_EXERCISE GOAL_: Please copy the lines below word for word, starting at the line that contains "of the young" and ending at the last line of the rows, with both of those lines included.

Point annotations for photos:
----
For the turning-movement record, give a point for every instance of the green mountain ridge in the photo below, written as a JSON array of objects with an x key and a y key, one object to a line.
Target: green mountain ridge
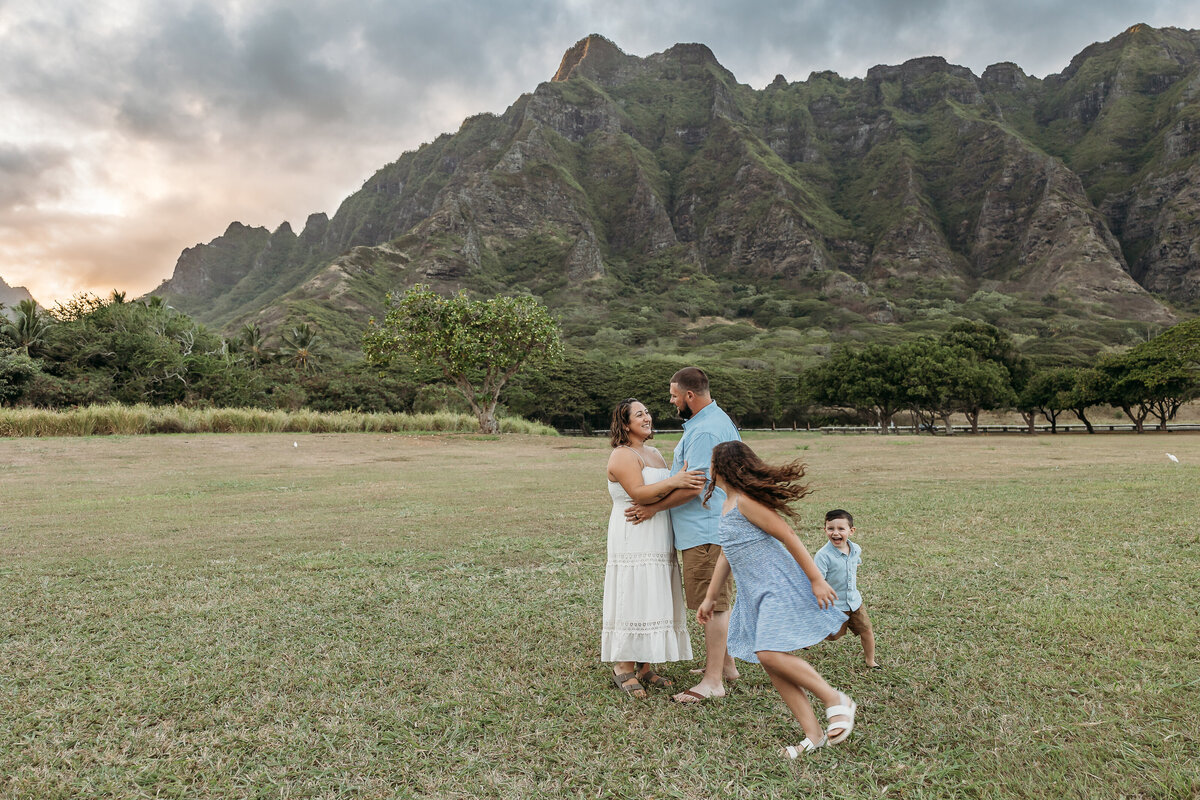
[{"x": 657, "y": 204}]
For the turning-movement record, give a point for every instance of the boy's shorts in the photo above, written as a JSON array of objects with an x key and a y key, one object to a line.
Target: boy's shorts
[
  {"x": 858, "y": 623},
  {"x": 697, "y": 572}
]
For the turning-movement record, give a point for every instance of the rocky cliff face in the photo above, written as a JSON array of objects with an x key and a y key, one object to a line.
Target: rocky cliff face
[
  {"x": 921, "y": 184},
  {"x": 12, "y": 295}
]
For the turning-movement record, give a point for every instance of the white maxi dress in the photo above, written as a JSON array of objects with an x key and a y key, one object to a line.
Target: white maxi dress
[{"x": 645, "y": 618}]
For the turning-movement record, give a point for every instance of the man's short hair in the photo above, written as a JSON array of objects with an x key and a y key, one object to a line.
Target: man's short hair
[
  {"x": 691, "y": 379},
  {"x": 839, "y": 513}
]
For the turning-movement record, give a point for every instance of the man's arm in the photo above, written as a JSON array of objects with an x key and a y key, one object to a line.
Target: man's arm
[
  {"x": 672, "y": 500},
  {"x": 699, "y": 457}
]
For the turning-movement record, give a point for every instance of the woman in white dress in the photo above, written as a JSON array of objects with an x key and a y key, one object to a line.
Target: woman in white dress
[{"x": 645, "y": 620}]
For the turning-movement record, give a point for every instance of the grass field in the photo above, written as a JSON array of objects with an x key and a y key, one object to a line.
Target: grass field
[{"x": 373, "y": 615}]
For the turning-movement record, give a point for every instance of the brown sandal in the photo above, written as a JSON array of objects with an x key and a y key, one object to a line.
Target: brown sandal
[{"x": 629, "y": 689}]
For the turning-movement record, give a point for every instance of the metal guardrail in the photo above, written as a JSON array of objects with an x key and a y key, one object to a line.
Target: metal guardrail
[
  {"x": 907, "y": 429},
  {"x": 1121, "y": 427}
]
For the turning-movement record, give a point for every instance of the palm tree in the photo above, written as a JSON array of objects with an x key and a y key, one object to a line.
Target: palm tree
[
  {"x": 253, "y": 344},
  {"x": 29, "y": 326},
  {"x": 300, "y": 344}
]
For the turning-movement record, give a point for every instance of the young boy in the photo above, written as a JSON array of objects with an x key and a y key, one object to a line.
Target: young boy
----
_ANSWER FOR THE TASK_:
For the turning-movement record, give a point for every instance of the young boy in the photo above, written as a JSON array of objects with an x key and a y key, one object to a line.
Target: young boy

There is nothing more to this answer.